Data under study:

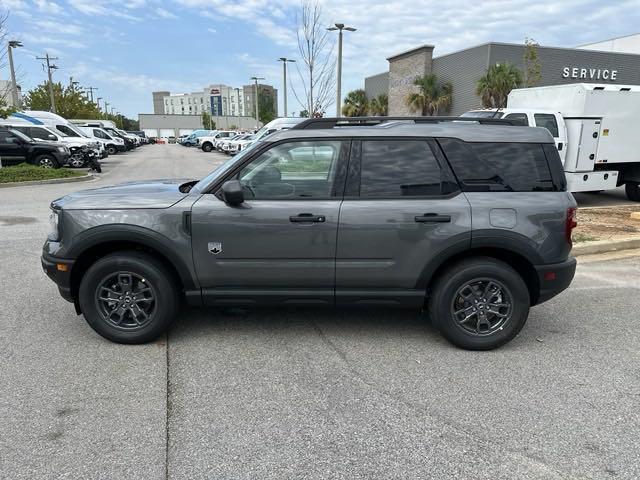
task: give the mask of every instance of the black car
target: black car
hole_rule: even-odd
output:
[[[54,143],[37,142],[12,128],[0,128],[2,165],[30,163],[45,168],[60,168],[69,162],[69,149]]]

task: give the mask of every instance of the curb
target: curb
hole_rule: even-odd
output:
[[[92,173],[87,173],[81,177],[69,177],[69,178],[51,178],[49,180],[28,180],[26,182],[9,182],[9,183],[0,183],[0,188],[10,188],[10,187],[22,187],[24,185],[50,185],[55,183],[75,183],[75,182],[86,182],[88,180],[93,180],[94,175]]]
[[[640,248],[640,238],[630,238],[628,240],[598,240],[595,242],[585,242],[578,244],[571,250],[571,255],[594,255],[596,253],[617,252],[619,250],[631,250]]]

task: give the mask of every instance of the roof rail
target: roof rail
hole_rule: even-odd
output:
[[[413,121],[413,123],[473,122],[483,125],[515,125],[512,120],[482,117],[323,117],[310,118],[291,127],[291,130],[315,130],[334,127],[371,127],[394,121]]]

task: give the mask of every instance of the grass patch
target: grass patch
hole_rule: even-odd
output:
[[[593,240],[598,240],[597,237],[594,237],[593,235],[589,235],[588,233],[575,233],[575,232],[571,236],[571,239],[575,243],[592,242]]]
[[[67,168],[43,168],[21,163],[11,167],[0,168],[0,183],[28,182],[32,180],[50,180],[52,178],[70,178],[84,175]]]

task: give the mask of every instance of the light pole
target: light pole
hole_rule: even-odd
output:
[[[238,87],[236,87],[236,100],[238,101],[238,116],[240,116],[240,102],[241,102],[241,98],[240,98],[240,89]]]
[[[329,27],[327,30],[338,30],[338,84],[336,88],[336,117],[342,115],[342,98],[341,98],[341,84],[342,84],[342,30],[347,32],[355,32],[353,27],[345,27],[344,23],[336,23],[334,27]]]
[[[284,116],[288,117],[289,113],[287,112],[287,62],[295,62],[295,60],[291,60],[290,58],[280,57],[278,59],[279,62],[282,62],[282,83],[284,90]]]
[[[106,100],[104,102],[104,113],[107,116],[109,115],[109,102],[107,102]]]
[[[255,82],[255,94],[256,94],[256,130],[260,127],[260,108],[258,105],[258,80],[264,80],[264,77],[251,77],[251,80]]]
[[[96,104],[98,105],[98,110],[100,110],[100,100],[102,100],[102,97],[96,98]]]
[[[7,50],[9,53],[9,69],[11,70],[11,99],[13,100],[13,106],[20,108],[20,98],[18,97],[18,85],[16,84],[16,71],[13,68],[13,53],[12,49],[22,47],[22,42],[18,40],[9,40]]]

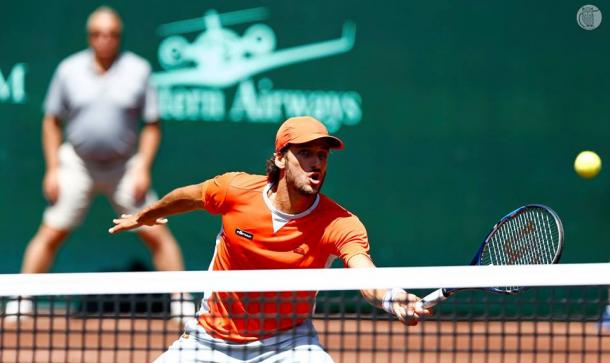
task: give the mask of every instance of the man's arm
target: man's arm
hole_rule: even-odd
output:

What the exercise asks: Copy all of the listing word for word, minus the images.

Exercise output:
task: give the mask of every instance of the black car
target: black car
hole_rule: even-odd
output:
[[[54,143],[37,142],[12,128],[0,128],[2,165],[30,163],[45,168],[60,168],[69,162],[69,149]]]

task: give the mask of every instance of the curb
target: curb
hole_rule: even-odd
output:
[[[92,173],[87,173],[81,177],[69,177],[69,178],[51,178],[49,180],[28,180],[26,182],[9,182],[9,183],[0,183],[0,188],[10,188],[10,187],[22,187],[24,185],[50,185],[55,183],[75,183],[75,182],[86,182],[88,180],[93,180],[94,175]]]
[[[640,248],[640,238],[630,238],[628,240],[598,240],[595,242],[585,242],[578,244],[571,250],[571,255],[594,255],[596,253],[617,252],[619,250],[631,250]]]

task: give the mask of every instance of the roof rail
target: roof rail
hole_rule: even-odd
output:
[[[413,121],[413,123],[473,122],[483,125],[515,125],[512,120],[482,117],[323,117],[310,118],[291,127],[291,130],[315,130],[334,127],[371,127],[394,121]]]

task: give the mask of every instance of the grass patch
target: grass patch
hole_rule: even-odd
output:
[[[593,240],[598,240],[597,237],[594,237],[593,235],[589,235],[588,233],[575,233],[575,232],[571,236],[571,239],[575,243],[592,242]]]
[[[67,168],[43,168],[21,163],[11,167],[0,168],[0,183],[28,182],[32,180],[50,180],[52,178],[70,178],[84,175]]]

task: give the mask of every instance of the light pole
target: light pole
hole_rule: even-odd
output:
[[[238,87],[236,87],[236,100],[238,101],[238,116],[240,116],[240,102],[241,102],[241,98],[240,98],[240,89]]]
[[[329,27],[327,30],[338,30],[338,84],[336,88],[336,117],[342,115],[342,98],[341,98],[341,84],[342,84],[342,30],[347,32],[355,32],[353,27],[345,27],[344,23],[336,23],[334,27]]]
[[[284,116],[288,117],[289,113],[287,112],[287,62],[295,62],[295,60],[291,60],[290,58],[280,57],[278,59],[279,62],[282,62],[282,83],[284,90]]]
[[[106,100],[104,102],[104,113],[107,116],[109,115],[109,102],[107,102]]]
[[[255,82],[255,94],[256,94],[256,130],[260,127],[260,108],[258,105],[258,80],[264,80],[264,77],[251,77],[251,80]]]
[[[96,104],[98,105],[98,110],[100,110],[100,100],[102,100],[102,97],[96,98]]]
[[[7,50],[9,53],[9,69],[11,70],[11,99],[13,100],[13,106],[20,108],[20,98],[18,97],[18,85],[16,84],[16,71],[13,68],[13,53],[12,49],[22,47],[22,42],[18,40],[9,40]]]

task: give the mask of every instance of the man's arm
target: man's arm
hole_rule: even-odd
output:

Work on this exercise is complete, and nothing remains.